(Detection examples)
START

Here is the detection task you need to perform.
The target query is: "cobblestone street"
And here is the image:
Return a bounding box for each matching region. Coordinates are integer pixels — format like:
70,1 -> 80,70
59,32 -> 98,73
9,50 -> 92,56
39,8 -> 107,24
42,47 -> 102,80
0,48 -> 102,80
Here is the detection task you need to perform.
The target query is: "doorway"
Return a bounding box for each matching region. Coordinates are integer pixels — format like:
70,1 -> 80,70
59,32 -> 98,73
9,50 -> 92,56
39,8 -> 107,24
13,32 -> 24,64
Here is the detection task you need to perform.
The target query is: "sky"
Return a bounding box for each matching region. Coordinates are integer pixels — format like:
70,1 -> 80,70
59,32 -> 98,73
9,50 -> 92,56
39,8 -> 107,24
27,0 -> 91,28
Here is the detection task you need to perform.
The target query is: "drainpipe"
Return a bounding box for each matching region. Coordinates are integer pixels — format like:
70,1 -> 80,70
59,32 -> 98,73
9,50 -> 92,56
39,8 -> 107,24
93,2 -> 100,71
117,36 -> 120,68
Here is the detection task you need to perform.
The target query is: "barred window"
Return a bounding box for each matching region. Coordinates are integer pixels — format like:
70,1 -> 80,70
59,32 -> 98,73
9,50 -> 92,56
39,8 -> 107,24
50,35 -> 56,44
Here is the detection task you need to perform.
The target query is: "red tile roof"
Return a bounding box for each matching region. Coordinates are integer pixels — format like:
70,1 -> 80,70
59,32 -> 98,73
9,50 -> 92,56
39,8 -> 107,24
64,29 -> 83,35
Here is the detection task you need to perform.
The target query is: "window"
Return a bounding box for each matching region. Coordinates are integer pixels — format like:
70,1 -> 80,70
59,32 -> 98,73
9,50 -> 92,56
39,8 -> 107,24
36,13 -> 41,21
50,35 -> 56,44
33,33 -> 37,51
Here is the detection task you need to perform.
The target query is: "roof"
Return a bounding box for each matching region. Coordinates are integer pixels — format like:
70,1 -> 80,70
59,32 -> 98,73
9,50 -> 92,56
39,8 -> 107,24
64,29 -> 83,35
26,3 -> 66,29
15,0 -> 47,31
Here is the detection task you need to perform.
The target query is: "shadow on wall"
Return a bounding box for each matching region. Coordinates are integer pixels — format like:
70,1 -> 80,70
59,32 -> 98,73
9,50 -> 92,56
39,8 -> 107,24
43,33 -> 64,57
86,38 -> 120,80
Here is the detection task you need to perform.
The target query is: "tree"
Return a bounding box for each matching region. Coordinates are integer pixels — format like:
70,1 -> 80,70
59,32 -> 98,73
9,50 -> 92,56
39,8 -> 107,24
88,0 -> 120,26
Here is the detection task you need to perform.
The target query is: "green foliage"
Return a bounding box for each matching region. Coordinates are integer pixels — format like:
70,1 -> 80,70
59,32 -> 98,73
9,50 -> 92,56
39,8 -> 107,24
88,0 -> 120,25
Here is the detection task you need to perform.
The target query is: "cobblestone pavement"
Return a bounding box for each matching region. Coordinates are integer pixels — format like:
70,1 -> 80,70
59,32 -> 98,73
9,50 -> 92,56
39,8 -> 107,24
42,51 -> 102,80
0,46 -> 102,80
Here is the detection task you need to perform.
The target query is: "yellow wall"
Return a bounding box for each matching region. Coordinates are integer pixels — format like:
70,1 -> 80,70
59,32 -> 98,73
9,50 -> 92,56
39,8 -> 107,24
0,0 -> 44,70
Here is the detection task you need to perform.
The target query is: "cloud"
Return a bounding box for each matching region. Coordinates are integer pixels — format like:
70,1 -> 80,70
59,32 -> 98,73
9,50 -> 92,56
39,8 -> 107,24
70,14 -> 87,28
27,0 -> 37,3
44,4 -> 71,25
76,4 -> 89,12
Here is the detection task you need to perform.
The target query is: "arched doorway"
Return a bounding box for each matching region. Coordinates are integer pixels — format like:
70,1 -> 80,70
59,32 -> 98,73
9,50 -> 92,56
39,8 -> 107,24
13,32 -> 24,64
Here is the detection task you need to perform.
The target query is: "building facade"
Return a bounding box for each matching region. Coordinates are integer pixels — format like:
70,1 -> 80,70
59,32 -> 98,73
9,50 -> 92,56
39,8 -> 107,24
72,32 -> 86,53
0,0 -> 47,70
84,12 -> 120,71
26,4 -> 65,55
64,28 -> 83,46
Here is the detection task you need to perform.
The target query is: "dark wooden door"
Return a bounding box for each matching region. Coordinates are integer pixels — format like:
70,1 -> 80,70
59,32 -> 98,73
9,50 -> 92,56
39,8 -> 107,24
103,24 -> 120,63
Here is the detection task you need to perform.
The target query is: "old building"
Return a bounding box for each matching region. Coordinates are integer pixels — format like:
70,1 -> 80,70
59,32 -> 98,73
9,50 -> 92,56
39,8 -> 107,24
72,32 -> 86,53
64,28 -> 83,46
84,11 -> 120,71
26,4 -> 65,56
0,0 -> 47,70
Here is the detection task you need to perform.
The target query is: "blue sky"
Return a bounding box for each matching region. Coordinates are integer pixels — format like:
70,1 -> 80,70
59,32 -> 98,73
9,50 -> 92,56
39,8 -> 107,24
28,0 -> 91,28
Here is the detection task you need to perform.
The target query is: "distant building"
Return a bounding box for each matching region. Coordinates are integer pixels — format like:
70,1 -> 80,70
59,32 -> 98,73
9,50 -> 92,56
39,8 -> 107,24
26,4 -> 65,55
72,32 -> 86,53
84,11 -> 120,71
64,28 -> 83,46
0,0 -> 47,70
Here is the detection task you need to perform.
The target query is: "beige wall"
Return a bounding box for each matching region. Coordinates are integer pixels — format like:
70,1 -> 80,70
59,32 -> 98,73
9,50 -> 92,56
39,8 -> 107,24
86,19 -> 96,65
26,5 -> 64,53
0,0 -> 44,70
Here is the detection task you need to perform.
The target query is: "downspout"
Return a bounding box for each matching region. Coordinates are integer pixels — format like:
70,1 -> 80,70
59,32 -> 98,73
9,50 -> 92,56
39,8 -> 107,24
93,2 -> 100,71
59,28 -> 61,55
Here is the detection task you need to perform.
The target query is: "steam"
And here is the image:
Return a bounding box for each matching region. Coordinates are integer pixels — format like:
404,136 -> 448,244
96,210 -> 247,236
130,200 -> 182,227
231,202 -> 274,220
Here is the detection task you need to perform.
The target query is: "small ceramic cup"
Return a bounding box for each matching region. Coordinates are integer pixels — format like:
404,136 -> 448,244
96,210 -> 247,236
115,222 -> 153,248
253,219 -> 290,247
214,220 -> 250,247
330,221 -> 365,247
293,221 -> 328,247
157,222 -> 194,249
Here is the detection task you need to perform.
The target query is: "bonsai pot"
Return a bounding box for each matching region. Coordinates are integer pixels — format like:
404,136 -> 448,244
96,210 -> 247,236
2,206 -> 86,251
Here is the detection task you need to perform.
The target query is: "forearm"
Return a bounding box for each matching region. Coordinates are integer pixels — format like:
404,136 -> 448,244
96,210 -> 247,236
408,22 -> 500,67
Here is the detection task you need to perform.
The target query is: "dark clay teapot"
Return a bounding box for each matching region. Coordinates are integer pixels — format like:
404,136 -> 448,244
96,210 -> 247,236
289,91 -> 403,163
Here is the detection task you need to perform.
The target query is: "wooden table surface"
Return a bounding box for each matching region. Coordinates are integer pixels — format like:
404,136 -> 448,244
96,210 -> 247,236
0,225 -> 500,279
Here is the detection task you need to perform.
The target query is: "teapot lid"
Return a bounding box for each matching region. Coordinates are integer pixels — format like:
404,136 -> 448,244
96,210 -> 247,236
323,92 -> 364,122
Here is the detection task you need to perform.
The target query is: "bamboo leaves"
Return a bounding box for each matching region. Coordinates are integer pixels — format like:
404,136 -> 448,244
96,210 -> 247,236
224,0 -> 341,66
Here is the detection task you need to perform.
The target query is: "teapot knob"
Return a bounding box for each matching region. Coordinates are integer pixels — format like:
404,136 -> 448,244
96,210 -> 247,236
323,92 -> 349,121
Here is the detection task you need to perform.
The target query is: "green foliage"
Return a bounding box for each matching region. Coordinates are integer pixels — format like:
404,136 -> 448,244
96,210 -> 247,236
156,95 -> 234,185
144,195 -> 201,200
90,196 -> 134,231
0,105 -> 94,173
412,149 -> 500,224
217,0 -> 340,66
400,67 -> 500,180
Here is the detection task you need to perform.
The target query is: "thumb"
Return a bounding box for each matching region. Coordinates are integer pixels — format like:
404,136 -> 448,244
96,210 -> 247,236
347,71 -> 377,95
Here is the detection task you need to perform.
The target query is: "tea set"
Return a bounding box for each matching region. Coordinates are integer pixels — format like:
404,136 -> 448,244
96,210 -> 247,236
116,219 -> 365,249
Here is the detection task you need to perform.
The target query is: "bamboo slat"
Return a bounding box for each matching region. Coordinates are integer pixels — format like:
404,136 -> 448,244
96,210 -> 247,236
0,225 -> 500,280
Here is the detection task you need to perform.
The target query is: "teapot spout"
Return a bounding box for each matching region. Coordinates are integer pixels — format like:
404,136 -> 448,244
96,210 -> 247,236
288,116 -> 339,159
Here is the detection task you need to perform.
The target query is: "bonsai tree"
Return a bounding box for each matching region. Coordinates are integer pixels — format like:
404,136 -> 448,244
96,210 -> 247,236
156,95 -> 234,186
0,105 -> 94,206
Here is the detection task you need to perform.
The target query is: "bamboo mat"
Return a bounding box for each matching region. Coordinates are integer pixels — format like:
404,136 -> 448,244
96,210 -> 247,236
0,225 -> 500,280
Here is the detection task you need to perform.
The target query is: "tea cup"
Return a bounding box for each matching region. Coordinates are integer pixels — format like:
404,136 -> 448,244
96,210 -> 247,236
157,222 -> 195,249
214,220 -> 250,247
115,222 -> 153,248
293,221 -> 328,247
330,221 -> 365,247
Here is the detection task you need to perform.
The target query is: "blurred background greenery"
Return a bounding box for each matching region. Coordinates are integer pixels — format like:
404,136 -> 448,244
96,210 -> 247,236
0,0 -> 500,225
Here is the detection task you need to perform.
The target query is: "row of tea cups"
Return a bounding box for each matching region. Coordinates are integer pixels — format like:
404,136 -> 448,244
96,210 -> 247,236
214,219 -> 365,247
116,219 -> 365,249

END

* _EXERCISE DIRECTIONS_
Please copy the rows from the start of the rows through the line containing "117,36 -> 120,68", renaming "detection task" to "labeling task" and keeping everything else the same.

* _THE COMPLETED TASK_
Here is the labeling task you need to perform.
The target query is: "cobblestone street"
And here is the image:
Return a bounding box for each matching region. Coordinates are integer pixels — format like:
70,1 -> 80,70
59,32 -> 98,73
9,50 -> 92,56
39,8 -> 107,24
42,47 -> 102,80
0,48 -> 102,80
Here is the labeling task you need to perform.
The target query is: "doorway"
Return a bounding box for each matching region. Coordinates are integer pixels — format like:
70,1 -> 80,70
59,32 -> 98,73
9,50 -> 92,56
39,8 -> 107,24
13,32 -> 24,64
Here is the labeling task you need to perform.
The target query is: "sky"
Return a bounding box for each matching region. Coordinates are integer pixels — format like:
70,1 -> 80,70
59,32 -> 98,73
9,50 -> 92,56
39,8 -> 107,24
27,0 -> 91,28
Here is the labeling task you need to perform.
The target query is: "drainpipe"
Return a bounding box for each matching region. Coordinates are integer pixels — format like:
70,1 -> 80,70
59,32 -> 98,73
9,50 -> 92,56
39,8 -> 107,24
93,2 -> 100,71
117,36 -> 120,68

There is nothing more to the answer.